Pictures aside, each record should be reproduced exactly.
---*---
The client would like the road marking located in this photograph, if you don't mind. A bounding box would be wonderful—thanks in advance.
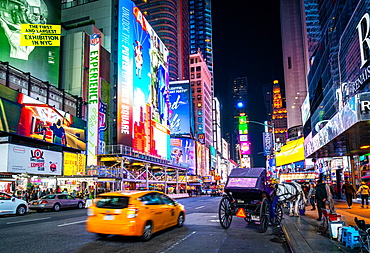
[160,231,196,253]
[195,206,205,209]
[58,220,87,227]
[6,217,51,224]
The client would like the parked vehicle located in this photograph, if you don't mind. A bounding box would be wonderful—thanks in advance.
[0,192,29,216]
[29,194,85,212]
[86,190,186,241]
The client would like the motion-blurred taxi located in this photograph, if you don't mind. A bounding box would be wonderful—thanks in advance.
[86,190,186,241]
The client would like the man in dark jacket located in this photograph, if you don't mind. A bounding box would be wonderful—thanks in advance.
[315,179,327,221]
[342,179,356,209]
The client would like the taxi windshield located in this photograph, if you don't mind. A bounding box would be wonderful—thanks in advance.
[96,196,129,209]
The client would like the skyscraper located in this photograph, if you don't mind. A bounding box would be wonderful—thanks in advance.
[280,0,309,129]
[189,0,214,81]
[132,0,190,81]
[190,49,213,147]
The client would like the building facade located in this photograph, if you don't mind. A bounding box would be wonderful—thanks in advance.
[280,0,309,129]
[190,49,213,147]
[189,0,214,81]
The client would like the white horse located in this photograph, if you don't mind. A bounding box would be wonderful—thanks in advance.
[275,182,307,217]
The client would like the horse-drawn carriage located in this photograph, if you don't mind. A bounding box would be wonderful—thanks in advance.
[218,167,283,233]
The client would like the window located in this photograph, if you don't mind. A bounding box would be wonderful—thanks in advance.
[197,102,202,107]
[197,88,201,92]
[198,110,202,115]
[140,193,162,205]
[288,57,292,69]
[196,66,201,71]
[96,196,129,209]
[197,81,201,85]
[190,67,195,72]
[197,95,202,100]
[196,73,201,78]
[190,59,194,64]
[198,117,203,123]
[191,74,194,79]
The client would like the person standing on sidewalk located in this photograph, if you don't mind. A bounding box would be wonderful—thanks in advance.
[356,181,369,208]
[308,182,316,210]
[315,179,327,221]
[342,179,356,209]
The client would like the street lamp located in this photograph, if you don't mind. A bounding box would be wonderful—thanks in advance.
[247,120,275,152]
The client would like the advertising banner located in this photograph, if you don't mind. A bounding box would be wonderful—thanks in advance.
[262,132,273,156]
[169,81,192,136]
[0,144,62,175]
[117,1,170,159]
[0,0,61,86]
[210,145,216,169]
[170,138,195,175]
[63,152,78,176]
[0,85,86,150]
[87,33,101,166]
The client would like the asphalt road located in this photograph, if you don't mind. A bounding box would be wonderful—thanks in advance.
[0,196,290,253]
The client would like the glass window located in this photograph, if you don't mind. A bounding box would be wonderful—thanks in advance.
[140,193,162,205]
[96,196,129,209]
[198,117,203,123]
[196,73,201,78]
[198,110,202,115]
[158,194,174,205]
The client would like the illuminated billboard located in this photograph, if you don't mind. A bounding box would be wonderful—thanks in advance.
[63,152,86,176]
[169,81,193,136]
[276,137,304,166]
[170,138,195,175]
[240,141,251,155]
[0,85,86,150]
[0,144,62,175]
[117,0,170,159]
[0,0,61,86]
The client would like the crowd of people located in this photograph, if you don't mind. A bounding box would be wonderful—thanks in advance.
[302,178,369,221]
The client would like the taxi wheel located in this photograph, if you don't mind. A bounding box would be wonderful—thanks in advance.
[140,221,153,241]
[53,203,61,212]
[177,213,185,227]
[16,205,26,216]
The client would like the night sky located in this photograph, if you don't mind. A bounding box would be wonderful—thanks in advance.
[211,1,284,166]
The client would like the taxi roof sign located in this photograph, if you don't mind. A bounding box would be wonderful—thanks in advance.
[236,208,246,218]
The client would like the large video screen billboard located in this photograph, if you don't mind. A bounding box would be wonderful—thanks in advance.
[117,1,170,159]
[0,0,61,86]
[170,138,195,175]
[169,81,193,136]
[0,85,86,150]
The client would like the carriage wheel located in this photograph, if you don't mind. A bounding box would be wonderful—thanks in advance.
[271,203,283,226]
[259,197,269,233]
[219,197,233,229]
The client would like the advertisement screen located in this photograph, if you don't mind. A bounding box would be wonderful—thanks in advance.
[240,141,251,155]
[0,0,61,86]
[170,138,195,175]
[276,137,304,166]
[64,152,86,176]
[117,0,170,159]
[169,81,192,136]
[0,85,86,150]
[0,144,62,175]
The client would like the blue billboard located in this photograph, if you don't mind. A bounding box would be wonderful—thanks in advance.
[170,138,196,175]
[169,81,193,136]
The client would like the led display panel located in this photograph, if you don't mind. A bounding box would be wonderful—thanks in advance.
[169,81,192,136]
[0,0,61,86]
[0,85,86,150]
[117,0,170,159]
[170,138,196,175]
[240,141,251,155]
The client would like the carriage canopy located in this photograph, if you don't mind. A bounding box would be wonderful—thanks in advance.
[225,167,271,193]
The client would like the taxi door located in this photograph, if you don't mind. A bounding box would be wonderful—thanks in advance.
[141,193,167,231]
[158,193,177,228]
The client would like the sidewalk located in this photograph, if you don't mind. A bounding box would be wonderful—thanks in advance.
[281,199,370,253]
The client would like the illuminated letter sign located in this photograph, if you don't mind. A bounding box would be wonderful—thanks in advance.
[357,13,370,68]
[87,33,101,166]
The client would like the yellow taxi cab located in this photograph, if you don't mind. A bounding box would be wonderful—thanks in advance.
[86,190,186,241]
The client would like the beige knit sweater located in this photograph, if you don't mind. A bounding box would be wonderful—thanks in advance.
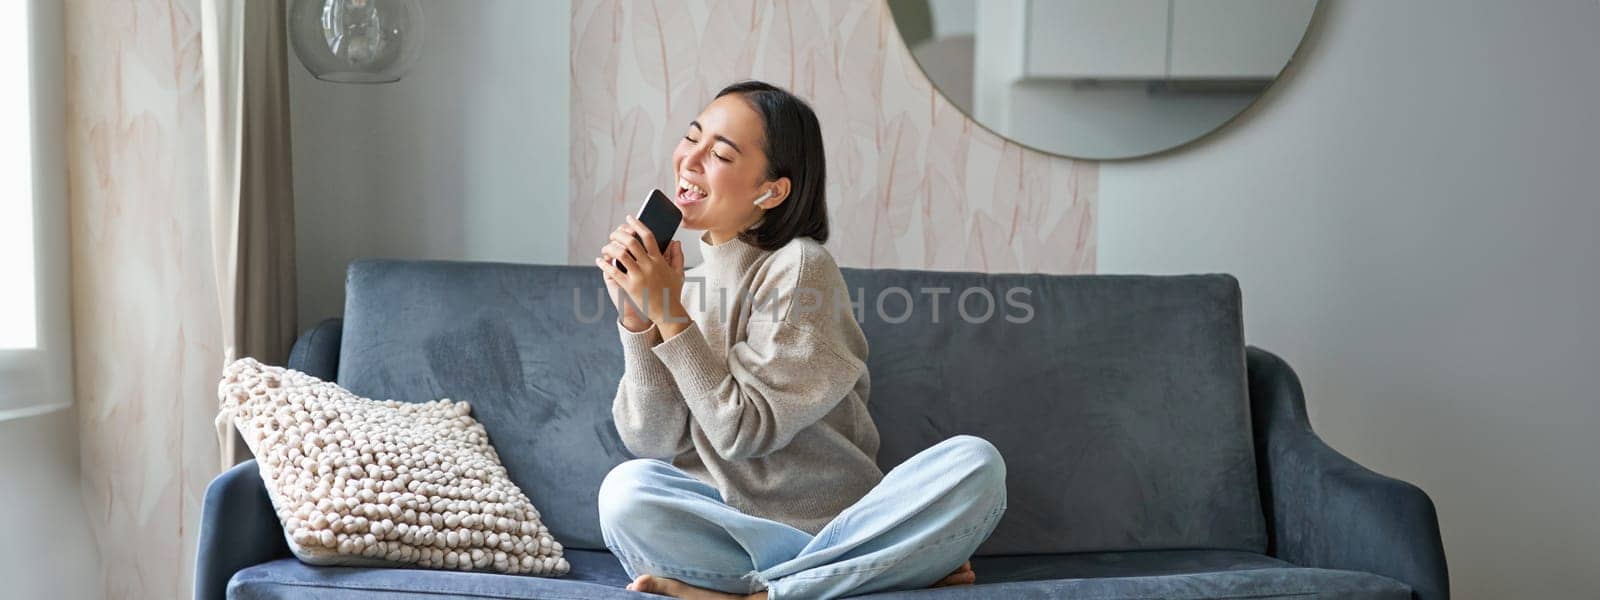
---*---
→ **Solution to this exercise**
The client would like the road marking located in this photograph, if you don't mind. A bounding box would be wonderful—thanks in advance.
[160,231,196,253]
[195,206,205,209]
[58,220,87,227]
[6,217,51,224]
The client would like the parked vehicle located in this photograph, if you don't mind. A bounding box would be wonderful—thanks in advance.
[0,192,29,216]
[29,194,85,212]
[86,190,186,241]
The client would like the motion-blurred taxi located in this photograph, if you don't mind. A bounding box would be wonderful—thanks in advance.
[86,190,186,241]
The client would like the man in dark jacket located in this photograph, if you don't mind. A bounding box would be wonderful—thanks in advance.
[315,179,327,221]
[342,179,356,209]
The client would like the taxi windshield located in this photograph, if you don't mind. A bounding box would be wonderful—thanks in advance.
[96,196,129,209]
The client would like the skyscraper located in this photograph, if you don't mind. A bounding box would be wonderful—thanks in advance.
[280,0,309,129]
[189,0,214,81]
[132,0,190,81]
[190,49,213,147]
The client would like the building facade located in this photograph, if you don't mind. A bounding box would be wonderful—thanks in advance.
[280,0,309,129]
[190,49,213,147]
[189,0,214,81]
The client would like the white horse located in this photograph, if you don't mind. A bounding box would be wonderful—thanks in advance.
[275,182,307,217]
The client would like the horse-drawn carriage located in this photograph, if you don't mind. A bounding box would be wonderful—thanks in advance.
[218,167,283,233]
The client would like the window located in this photograph, if you don't mind. A bounding box would be wonderful—thanks in advance.
[197,102,202,107]
[197,88,201,92]
[198,110,202,115]
[140,193,162,205]
[288,57,292,69]
[196,66,201,71]
[96,196,129,209]
[197,81,201,85]
[190,67,195,72]
[197,95,202,100]
[196,73,201,78]
[190,59,194,64]
[198,117,203,123]
[191,74,194,79]
The client would like the person standing on sidewalk located in this photograph, if you don't mind. A bounding box would be wonderful—thanks in advance.
[356,181,369,208]
[308,182,316,210]
[315,179,327,221]
[342,179,356,209]
The client would like the street lamp located in this photograph, if you don't mind. A bounding box would be wonderful—thanks in advance.
[247,120,275,152]
The client would like the advertising banner located in this photograph, if you don't mind. A bounding box would be wonderful—thanks in advance.
[262,132,273,156]
[169,81,192,136]
[0,144,62,175]
[117,1,170,159]
[0,0,61,86]
[210,145,216,169]
[170,138,195,175]
[63,152,78,176]
[0,85,86,150]
[87,33,101,166]
The client would like the asphalt road located in this photograph, if you don't mind. A bounding box would be wonderful—thanks in advance.
[0,196,290,253]
The client would like the glass window located in this photograph, if you don't mind. A bounding box would be wonderful—thanks in advance.
[140,193,162,205]
[96,196,129,209]
[198,117,203,123]
[196,73,201,78]
[198,110,202,115]
[158,194,174,205]
The client would like the illuminated billboard located in this photograph, if you don't mind. A bounding box would be wonderful—thanks in advance.
[63,152,86,176]
[169,81,193,136]
[276,137,304,166]
[170,138,195,175]
[240,141,251,155]
[0,85,86,150]
[0,144,62,175]
[117,0,170,159]
[0,0,61,86]
The client would like the crowd of people located in this photograph, if you don't mind. A bounding box would be wonderful—thanks in advance.
[302,178,369,221]
The client would like the taxi wheel located in this photograph, if you don't mind. A bounding box would be wonderful—thanks in advance.
[140,221,153,241]
[53,203,61,212]
[177,213,185,227]
[16,205,26,216]
The client would like the night sky located in this photograph, if you don't mind. A bounding box would be wonderful—thanks in advance.
[211,1,284,166]
The client would like the taxi roof sign located in this photograph, if you don't mind. A bounding box would be wonderful—thanks in advance.
[236,208,246,218]
The client would like the large video screen billboard located in this photograph, if you don't mind. A bounding box would be wonderful—thanks in advance.
[117,1,170,159]
[0,0,61,86]
[170,138,195,175]
[169,81,193,136]
[0,85,86,150]
The client would like the carriage wheel located in this photograph, if you don't mind. A bounding box would be wonderful—thanks in advance.
[271,203,283,226]
[259,197,269,233]
[219,197,233,229]
The client would like the advertisement screen located in this photograph, if you don't mind. A bounding box would be wonderful—thanks in advance.
[240,141,251,155]
[0,0,61,86]
[170,138,195,175]
[276,137,304,166]
[64,152,86,176]
[117,0,170,159]
[169,81,192,136]
[0,85,86,150]
[0,144,62,175]
The client would like the blue billboard located in this photograph, if you don't mind. A bounding box would be wonderful—thanks in advance.
[170,138,196,175]
[169,81,193,136]
The client would like the led display panel located in this photograph, if you don't mind. A bounding box would be wonderful—thanks in advance.
[169,81,192,136]
[0,0,61,86]
[0,85,86,150]
[117,0,170,159]
[170,138,196,175]
[240,141,251,155]
The client would like the carriage canopy located in this photograph, if you don't mind. A bounding box would be wonderful—thanks in advance.
[225,167,271,193]
The client would like the taxi door located in this photograph, if you don't mind. A bounding box would be wonderful—thanks in advance.
[141,193,167,231]
[158,193,177,228]
The client would like the sidewalk located in this photograph, if you don't mind. A bounding box would be wonderful—thanks in advance.
[281,199,370,253]
The client would like the illuminated letter sign located in this photograph, if you don't mind. A bounding box would be wonderful—thanks in advance.
[357,13,370,68]
[87,33,101,166]
The client would like the yellow taxi cab located in this photograph, if you don't mind. A bounding box would be wonderful—thanks in advance.
[86,190,186,241]
The client would like the beige knit sweater located in this photograph, if you don't mind. A bounding box would be wonderful—thanks in advance.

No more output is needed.